- _Written task a_: Could you retype the part of the clothespin thread between "## Kris in MI" and "the bag, etc.", inclusive?

- _Text passage_:

A baby dress, or a tiny kid sized polo shirt, placed on a hanger, with the bottom sewn shut works nicely as a clothespin bag as well. A good recycling project.


----------



## Murron (Oct 17, 2007)

*Dreamy* - I did happen to find a cloth drawstring bag, and can keep the bag tied up on the line without any problems. The other bag had an open top, hence our earlier issue! LOL.


----------



## mamastars (Feb 28, 2006)

I use an aporn. The kind waitresses wear. It is basicly one long pocket sewn down the middle to make two pockets, easy to make.


----------



## Charleen (May 12, 2002)

I have an old, small enamelware pot with a hoop handle. I use a double end snap-clip to hang this on the clothesline. Or I just leave it on the ground. When not in use, the kettle goes inside my clothes dryer where it's out of the way. 

Tip- be sure to take it OUT of the clothesdryer before throwing clothes inside and turning it on! Ask me how I know!


----------



## Woodpecker (Mar 8, 2007)

Murron said:


> *Dreamy* - I did happen to find a cloth drawstring bag, and can keep the bag tied up on the line without any problems. The other bag had an open top, hence our earlier issue! LOL.


 thats what im looking for ive seen many before but of course i dont when i need one.


----------



## Woodpecker (Mar 8, 2007)

Charleen said:


> I have an old, small enamelware pot with a hoop handle. I use a double end snap-clip to hang this on the clothesline. Or I just leave it on the ground. When not in use, the kettle goes inside my clothes dryer where it's out of the way.
> 
> Tip- be sure to take it OUT of the clothesdryer before throwing clothes inside and turning it on! Ask me how I know!


 i like that a pot or something would work great to ill have to look around. thanks for the idea


----------



## Kris in MI (May 30, 2002)

What I use is one of those smallish plastic tote boxes that is clear on the bottom, has a top that latches on and the top has a handle in the middle of it. I think it is a 2 quart size (holds over 100 clothespins, anyway.) Or, if you have a 1 gallon ice cream bucket, that works too, but my ice cream buckets wore out pretty fast so I splurged on a tote.

I don't like to leave my clothespins outside when not in use for many reasons: longevity of the clothespin, yellow jackets making nests in the bag of pins left hanging on the line, field mice making nests/holes in the bag, etc.

- _Records provided_:
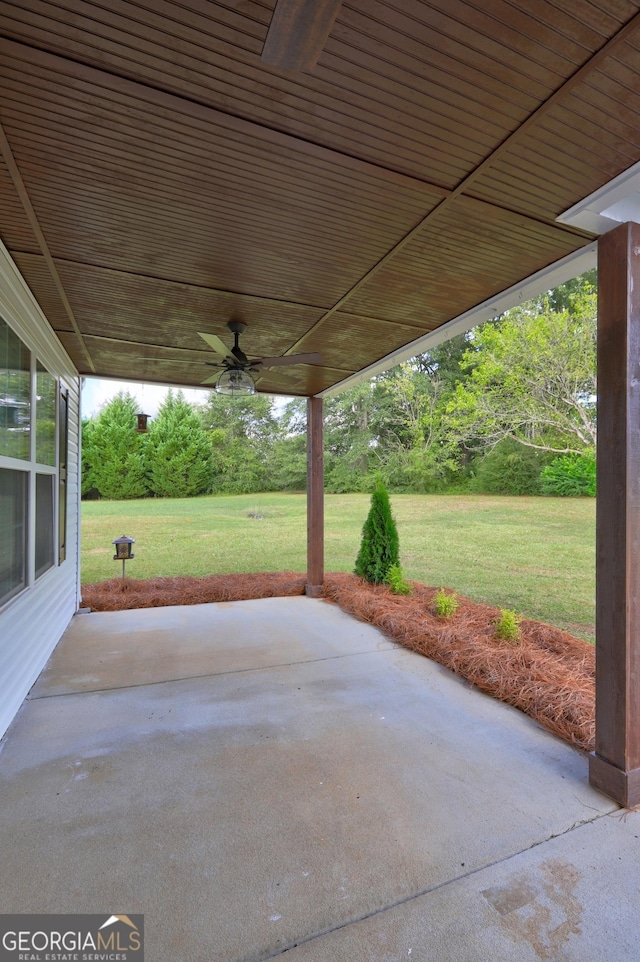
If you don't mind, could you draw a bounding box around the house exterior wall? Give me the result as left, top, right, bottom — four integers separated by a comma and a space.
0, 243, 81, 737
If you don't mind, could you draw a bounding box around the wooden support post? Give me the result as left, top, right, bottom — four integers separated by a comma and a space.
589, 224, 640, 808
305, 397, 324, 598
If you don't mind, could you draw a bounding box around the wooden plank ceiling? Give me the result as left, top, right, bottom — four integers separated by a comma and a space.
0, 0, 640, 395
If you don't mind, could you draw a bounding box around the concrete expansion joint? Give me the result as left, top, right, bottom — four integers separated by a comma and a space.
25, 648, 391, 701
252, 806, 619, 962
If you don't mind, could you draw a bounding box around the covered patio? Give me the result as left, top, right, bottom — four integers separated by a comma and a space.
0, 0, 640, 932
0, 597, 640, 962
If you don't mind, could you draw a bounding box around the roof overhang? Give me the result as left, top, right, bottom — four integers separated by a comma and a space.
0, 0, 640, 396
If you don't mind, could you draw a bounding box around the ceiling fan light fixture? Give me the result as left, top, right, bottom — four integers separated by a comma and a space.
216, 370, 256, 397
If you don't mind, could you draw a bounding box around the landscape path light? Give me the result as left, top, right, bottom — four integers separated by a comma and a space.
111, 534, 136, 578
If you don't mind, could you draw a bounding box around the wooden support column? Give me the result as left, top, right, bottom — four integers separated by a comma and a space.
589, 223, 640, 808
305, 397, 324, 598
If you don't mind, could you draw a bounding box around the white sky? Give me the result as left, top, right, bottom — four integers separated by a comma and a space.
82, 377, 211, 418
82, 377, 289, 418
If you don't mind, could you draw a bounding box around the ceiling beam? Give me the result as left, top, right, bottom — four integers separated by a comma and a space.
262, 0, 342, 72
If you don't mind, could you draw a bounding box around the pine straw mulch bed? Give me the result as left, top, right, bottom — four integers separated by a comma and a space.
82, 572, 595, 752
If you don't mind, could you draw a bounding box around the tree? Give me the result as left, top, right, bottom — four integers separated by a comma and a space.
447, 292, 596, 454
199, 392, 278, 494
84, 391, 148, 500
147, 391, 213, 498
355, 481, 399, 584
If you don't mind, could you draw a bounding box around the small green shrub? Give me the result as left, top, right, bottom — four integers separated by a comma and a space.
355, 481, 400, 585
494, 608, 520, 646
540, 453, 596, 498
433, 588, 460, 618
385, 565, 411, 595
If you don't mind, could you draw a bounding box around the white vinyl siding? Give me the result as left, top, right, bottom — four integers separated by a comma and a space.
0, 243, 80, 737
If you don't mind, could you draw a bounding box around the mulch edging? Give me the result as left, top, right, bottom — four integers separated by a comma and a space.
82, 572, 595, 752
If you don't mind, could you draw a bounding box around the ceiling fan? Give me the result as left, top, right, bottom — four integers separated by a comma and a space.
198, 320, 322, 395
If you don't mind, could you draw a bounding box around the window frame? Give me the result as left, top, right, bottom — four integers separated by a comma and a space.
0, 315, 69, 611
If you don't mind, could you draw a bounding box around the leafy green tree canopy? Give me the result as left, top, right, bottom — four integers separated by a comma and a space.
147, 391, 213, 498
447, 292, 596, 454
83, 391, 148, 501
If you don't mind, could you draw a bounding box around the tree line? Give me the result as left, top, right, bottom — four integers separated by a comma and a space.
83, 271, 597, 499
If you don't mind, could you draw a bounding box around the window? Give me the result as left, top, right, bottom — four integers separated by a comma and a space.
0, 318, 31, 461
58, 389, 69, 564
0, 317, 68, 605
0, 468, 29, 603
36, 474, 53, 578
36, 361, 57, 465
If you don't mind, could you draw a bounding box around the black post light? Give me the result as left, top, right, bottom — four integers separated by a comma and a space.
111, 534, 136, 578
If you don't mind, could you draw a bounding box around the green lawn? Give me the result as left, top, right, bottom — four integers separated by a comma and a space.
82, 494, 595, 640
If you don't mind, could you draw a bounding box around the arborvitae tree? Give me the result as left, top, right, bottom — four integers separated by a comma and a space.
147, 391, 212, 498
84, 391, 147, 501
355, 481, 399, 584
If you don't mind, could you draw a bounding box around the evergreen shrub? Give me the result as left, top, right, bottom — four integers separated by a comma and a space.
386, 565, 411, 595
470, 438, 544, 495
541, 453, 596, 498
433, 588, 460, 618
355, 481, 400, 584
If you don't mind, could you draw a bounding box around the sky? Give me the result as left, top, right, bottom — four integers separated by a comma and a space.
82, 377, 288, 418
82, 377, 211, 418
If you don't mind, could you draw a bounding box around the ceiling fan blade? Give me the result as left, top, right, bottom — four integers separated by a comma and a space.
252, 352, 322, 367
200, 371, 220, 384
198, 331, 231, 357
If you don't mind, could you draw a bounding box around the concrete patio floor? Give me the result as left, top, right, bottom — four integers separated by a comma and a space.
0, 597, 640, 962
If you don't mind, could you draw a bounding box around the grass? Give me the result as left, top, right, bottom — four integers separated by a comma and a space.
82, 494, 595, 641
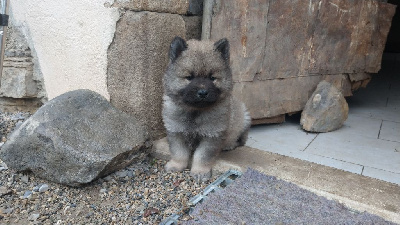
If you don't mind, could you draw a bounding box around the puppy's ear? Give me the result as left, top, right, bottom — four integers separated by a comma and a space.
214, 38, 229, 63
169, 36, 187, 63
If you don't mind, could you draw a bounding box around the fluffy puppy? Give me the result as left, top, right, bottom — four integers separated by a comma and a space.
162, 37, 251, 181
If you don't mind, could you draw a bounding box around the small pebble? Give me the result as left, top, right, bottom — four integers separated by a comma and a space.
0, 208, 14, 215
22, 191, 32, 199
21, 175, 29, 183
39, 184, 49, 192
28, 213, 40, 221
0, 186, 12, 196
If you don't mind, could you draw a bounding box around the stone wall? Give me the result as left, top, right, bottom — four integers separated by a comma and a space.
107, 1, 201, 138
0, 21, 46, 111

- _Written task b_: Which lines of the records contain the word "concrete", matching case exactly? Copy out each of those lines.

- _Exercise output a_:
## Kris in MI (May 30, 2002)

What I use is one of those smallish plastic tote boxes that is clear on the bottom, has a top that latches on and the top has a handle in the middle of it. I think it is a 2 quart size (holds over 100 clothespins, anyway.) Or, if you have a 1 gallon ice cream bucket, that works too, but my ice cream buckets wore out pretty fast so I splurged on a tote.

I don't like to leave my clothespins outside when not in use for many reasons: longevity of the clothespin, yellow jackets making nests in the bag of pins left hanging on the line, field mice making nests/holes in the bag, etc.

- _Exercise output b_:
If you don't mind, could you draw a bounding box around the concrete expansion joint? Give me the result as left, top, right, bottom — four integers separated by a comma and a space.
If you don't mind, could you draw a bounding box around the concrete patio floor? Give me the result as left, top, right, bottom — four integers separated by a comma and a space.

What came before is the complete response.